‘Gezi’ simge olunca ‘Oda’lar hedef oldu

MİMAR ve mühendisler için önceki günü ‘kara gün’ kabul etmek gerekiyor.

Haberin Devamı

Karaköy’deki binaları dün ‘matem’ yeri gibiydi; bir yanda birçok meslektaşları gözaltına alınmıştı; bir de iktidardan mesleki anlamda ağır bir darbe yemişlerdi.
Başta Taksim Dayanışması bileşenlerine yönelik gözaltı ve tutuklamaların amacı neydi?
İktidarın anayasaya aykırılık içeren hukuksuz ve ranta dayalı imar planlara karşı durmaları mı?
Mimarlar mesleklerinin bilimsel ve etik değerlerini
göz ardı mı edecekler?

> **Sağlanan Malzeme**:
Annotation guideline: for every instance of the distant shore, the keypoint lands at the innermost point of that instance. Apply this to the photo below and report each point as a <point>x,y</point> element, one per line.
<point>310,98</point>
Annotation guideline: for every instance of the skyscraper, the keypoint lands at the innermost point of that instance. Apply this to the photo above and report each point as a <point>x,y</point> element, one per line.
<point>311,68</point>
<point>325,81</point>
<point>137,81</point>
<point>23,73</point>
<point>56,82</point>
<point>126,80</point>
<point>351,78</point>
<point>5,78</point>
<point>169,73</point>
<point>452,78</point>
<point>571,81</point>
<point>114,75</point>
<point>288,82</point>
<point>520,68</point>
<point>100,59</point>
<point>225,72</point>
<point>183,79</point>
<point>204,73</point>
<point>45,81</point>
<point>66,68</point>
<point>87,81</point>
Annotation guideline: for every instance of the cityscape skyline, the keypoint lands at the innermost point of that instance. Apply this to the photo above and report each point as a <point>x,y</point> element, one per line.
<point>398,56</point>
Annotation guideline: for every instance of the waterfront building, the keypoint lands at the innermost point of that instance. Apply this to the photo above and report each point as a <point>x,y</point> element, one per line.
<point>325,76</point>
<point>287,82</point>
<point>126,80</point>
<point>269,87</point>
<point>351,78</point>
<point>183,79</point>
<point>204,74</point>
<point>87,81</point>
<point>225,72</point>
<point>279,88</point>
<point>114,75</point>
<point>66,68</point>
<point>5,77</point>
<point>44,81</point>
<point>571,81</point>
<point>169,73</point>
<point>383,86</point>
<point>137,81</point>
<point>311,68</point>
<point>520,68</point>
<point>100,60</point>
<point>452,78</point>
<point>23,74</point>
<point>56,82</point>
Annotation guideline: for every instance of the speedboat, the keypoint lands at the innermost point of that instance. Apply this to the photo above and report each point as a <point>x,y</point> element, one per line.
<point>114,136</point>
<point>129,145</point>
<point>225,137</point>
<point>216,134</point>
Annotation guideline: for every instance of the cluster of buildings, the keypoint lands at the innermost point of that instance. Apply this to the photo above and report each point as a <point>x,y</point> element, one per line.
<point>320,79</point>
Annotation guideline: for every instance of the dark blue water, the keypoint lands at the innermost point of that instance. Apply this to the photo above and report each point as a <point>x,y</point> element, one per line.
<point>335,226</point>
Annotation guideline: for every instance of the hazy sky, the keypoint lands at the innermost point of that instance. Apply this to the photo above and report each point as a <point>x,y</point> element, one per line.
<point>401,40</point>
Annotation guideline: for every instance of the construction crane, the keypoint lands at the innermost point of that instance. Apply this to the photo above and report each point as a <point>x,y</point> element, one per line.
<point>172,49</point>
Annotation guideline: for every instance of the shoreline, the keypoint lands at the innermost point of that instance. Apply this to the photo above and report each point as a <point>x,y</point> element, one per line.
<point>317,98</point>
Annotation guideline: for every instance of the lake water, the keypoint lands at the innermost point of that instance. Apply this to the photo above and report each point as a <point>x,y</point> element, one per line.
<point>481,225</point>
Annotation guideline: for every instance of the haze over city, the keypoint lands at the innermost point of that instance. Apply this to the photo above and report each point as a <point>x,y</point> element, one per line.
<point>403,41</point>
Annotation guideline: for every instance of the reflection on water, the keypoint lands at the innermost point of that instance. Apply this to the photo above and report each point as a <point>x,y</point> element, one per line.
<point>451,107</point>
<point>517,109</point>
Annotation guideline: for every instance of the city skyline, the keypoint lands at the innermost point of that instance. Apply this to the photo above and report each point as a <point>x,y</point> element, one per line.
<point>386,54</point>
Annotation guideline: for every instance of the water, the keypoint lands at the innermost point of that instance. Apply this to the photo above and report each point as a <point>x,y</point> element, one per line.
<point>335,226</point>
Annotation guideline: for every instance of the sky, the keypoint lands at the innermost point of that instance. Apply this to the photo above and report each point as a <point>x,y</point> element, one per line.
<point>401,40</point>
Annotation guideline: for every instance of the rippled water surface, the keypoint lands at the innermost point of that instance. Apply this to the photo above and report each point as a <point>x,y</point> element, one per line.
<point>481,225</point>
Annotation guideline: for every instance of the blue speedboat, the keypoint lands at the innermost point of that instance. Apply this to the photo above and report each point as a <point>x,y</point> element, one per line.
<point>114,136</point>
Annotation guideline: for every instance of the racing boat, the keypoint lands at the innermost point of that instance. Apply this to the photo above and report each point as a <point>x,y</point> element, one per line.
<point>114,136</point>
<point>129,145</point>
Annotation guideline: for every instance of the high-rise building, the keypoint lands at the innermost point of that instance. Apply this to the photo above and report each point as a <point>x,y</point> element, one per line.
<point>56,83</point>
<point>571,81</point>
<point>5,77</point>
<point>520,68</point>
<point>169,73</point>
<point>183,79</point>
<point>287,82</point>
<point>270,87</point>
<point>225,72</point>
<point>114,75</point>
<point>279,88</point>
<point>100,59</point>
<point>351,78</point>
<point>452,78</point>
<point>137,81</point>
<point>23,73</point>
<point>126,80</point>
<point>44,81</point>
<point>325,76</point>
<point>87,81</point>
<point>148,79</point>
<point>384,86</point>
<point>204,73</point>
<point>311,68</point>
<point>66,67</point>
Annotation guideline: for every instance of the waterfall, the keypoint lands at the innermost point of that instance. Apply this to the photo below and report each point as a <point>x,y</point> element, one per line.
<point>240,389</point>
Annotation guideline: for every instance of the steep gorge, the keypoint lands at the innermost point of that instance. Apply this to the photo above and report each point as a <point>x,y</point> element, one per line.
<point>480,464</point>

> **Yapılacak Çalışmalar**:
a: Gezi ve meslek odaları konulu metne göre aşağıdaki soruları cevaplayınız.
(i) Önceki gün mimar ve mühendisler için ne kabul edilmelidir?
(ii) Karaköy'deki binalar dün neye benzetilmektedir?
(iii) Gözaltı ve tutuklamalar başta hangi oluşumun bileşenlerine yönelikti?
b: Gezi ve meslek odaları konulu metinde "Haberin Devamı" ifadesi ile "karşı durmaları mı?" ifadesi arasındaki kısmı, her iki ifade de dahil olmak üzere aynen yazınız.
c: Gezi ve meslek odaları konulu metni son cümlesinden sonra devam ettiriniz.

> **Nihai Cevaplar**:
a:
(i) 'Kara gün'
(ii) Bir 'matem' yerine
(iii) Taksim Dayanışması

b:
Haberin Devamı

Karaköy’deki binaları dün ‘matem’ yeri gibiydi; bir yanda birçok meslektaşları gözaltına alınmıştı; bir de iktidardan mesleki anlamda ağır bir darbe yemişlerdi.
Başta Taksim Dayanışması bileşenlerine yönelik gözaltı ve tutuklamaların amacı neydi?
İktidarın anayasaya aykırılık içeren hukuksuz ve ranta dayalı imar planlara karşı durmaları mı?

c:
“Hayır” dediler. Hukuk dışı uygulamalara, toplum yararına ve kamusal haklara sahip çıkmak için mücadeleye devam... Oda yöneticileri ve gözaltına alınan tüm arkadaşlarının serbest bırakılmasını istediler. Hele Mimarlar Odası’nın her şeyi sayılan Mücella Yapıcı’nın gözaltına alınmasına şaşırıyorlar. İstanbul’da bu kadar büyük davaları açan, takip eden ve planları iptal ettiren oda emekçisi bir mühendis... 80 metrekarelik evinde flaş disk, imar planları, harddisklere el koymuşlar; acaba içinden ‘rant’ dosyaları mı çıkacak veya odanın yargıya sunacağı belgeler mi? Yapıcı’nın evinde çıksa çıksa, ödenmemiş cep telefonu faturası çıkar. Keşke bu işleri bıraksaydı da, bir imar holdinginde danışman olsaydı... Dün akşam serbest bırakıldı.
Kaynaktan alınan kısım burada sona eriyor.